Referring expression data:
####################
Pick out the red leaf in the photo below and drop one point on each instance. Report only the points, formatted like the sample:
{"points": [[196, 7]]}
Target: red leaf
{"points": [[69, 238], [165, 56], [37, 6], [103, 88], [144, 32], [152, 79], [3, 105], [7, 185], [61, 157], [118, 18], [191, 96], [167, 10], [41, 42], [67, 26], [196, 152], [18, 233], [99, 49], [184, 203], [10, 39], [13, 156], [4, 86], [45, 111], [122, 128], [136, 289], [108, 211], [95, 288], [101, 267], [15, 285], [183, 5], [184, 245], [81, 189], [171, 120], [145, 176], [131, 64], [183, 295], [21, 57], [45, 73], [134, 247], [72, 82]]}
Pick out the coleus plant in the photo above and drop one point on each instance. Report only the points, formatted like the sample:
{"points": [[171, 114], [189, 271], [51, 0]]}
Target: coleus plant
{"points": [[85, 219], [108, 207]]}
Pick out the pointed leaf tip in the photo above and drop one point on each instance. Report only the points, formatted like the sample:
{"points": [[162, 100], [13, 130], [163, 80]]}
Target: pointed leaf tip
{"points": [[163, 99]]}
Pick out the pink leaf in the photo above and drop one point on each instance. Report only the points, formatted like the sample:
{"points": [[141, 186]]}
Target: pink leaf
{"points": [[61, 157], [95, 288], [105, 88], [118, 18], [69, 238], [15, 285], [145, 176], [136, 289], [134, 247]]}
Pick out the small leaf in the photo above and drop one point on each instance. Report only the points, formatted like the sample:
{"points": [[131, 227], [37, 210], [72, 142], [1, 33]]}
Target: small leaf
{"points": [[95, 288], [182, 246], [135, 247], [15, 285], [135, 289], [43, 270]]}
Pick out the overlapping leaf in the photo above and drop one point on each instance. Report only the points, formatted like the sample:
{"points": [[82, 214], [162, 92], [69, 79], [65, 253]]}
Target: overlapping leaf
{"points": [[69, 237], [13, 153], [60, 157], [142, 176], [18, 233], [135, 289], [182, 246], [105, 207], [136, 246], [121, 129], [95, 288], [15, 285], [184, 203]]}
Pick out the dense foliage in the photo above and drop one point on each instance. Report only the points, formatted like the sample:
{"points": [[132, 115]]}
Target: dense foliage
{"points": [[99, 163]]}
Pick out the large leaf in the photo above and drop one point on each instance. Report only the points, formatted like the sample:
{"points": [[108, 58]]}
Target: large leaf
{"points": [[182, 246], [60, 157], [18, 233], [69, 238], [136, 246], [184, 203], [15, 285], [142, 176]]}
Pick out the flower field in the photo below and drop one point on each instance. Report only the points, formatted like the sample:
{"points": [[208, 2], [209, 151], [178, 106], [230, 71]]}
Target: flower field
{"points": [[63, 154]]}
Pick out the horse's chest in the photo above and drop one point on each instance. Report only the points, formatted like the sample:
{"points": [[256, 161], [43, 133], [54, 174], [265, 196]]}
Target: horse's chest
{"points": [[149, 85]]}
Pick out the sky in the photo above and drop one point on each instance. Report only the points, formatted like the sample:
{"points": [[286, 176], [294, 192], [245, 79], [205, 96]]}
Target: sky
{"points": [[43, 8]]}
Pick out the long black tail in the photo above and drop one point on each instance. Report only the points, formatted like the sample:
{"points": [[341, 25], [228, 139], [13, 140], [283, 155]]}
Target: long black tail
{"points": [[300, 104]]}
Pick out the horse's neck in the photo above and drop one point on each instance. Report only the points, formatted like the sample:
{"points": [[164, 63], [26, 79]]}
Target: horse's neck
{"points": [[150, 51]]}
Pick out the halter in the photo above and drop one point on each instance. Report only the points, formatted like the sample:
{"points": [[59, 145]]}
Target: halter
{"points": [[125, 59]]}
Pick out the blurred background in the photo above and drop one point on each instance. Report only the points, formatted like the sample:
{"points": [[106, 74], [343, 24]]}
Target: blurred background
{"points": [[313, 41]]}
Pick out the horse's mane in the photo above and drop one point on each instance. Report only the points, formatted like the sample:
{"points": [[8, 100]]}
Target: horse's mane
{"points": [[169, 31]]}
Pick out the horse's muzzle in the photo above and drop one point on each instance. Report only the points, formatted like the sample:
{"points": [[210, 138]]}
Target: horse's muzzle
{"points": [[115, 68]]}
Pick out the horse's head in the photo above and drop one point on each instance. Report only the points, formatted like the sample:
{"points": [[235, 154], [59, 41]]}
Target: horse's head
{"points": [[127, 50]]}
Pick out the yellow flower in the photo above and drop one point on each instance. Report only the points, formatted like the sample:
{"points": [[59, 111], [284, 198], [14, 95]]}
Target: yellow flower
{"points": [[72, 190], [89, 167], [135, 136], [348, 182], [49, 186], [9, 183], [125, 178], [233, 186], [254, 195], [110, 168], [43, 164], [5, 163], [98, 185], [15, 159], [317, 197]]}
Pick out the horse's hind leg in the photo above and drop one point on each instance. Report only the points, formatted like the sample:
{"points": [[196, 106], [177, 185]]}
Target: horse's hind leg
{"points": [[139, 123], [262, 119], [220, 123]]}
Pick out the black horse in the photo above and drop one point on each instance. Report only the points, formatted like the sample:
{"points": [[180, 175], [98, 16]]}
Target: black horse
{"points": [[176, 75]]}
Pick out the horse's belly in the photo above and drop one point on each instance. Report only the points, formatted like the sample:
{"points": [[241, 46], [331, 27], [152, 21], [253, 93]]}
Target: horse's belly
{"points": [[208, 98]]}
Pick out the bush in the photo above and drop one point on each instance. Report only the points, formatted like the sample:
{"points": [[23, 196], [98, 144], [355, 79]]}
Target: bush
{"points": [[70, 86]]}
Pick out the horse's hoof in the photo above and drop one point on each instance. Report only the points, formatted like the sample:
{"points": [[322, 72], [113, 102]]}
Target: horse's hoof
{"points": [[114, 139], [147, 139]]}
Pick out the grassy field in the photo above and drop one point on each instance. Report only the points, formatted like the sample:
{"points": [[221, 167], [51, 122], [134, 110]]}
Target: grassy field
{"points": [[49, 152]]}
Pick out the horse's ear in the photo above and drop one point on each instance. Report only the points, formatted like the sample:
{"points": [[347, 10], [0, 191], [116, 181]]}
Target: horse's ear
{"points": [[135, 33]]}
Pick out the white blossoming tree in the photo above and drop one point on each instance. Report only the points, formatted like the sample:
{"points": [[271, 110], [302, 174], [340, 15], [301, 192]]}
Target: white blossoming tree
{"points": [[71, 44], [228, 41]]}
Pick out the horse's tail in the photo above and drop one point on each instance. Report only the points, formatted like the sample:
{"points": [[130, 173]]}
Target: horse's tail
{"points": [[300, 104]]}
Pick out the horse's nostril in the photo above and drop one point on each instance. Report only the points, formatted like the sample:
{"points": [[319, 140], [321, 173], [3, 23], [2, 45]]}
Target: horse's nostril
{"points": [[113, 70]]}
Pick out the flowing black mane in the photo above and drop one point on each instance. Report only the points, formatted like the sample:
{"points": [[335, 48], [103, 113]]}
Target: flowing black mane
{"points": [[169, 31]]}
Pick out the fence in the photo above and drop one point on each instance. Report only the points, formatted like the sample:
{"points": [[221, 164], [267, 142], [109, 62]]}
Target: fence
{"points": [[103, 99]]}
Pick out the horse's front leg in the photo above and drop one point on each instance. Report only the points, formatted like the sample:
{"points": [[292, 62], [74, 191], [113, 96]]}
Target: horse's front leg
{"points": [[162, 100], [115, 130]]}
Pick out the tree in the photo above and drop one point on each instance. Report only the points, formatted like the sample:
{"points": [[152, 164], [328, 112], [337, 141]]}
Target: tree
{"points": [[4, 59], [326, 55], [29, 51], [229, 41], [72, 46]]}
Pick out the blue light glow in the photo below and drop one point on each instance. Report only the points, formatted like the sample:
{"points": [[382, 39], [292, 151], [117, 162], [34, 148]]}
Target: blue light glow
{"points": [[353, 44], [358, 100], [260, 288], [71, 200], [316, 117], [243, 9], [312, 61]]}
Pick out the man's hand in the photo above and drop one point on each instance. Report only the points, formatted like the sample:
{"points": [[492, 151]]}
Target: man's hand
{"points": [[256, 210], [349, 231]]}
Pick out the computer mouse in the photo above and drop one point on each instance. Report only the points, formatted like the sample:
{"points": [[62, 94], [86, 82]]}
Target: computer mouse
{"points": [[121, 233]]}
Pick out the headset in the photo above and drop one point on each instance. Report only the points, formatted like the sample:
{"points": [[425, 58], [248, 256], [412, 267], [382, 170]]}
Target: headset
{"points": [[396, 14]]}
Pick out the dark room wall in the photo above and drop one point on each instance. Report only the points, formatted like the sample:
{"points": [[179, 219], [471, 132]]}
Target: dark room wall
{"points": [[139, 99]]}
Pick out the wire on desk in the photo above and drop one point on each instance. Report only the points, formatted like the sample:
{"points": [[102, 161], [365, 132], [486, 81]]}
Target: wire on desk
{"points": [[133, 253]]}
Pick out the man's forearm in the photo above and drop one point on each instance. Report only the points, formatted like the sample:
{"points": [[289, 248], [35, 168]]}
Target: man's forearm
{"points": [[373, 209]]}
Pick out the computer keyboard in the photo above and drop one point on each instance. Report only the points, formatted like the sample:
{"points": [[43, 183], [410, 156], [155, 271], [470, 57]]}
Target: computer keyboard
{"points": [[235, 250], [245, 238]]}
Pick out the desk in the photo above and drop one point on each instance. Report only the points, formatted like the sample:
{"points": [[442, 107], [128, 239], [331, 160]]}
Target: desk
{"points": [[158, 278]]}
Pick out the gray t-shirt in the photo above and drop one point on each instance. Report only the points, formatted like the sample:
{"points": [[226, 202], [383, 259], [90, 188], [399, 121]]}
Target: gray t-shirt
####################
What this task involves :: Where a line of the records has the string "below", return that line.

Final answer ::
Pick out the red leaf in the photo below and drop one point on each instance. Report only the points, formatted like the sample:
Pick out the flower field in the photo below and drop one point on each instance. Report only the points, formatted like the sample:
Pick out the blue light glow in the photo below and drop one point on each instance. Report only the points, formatted like the sample:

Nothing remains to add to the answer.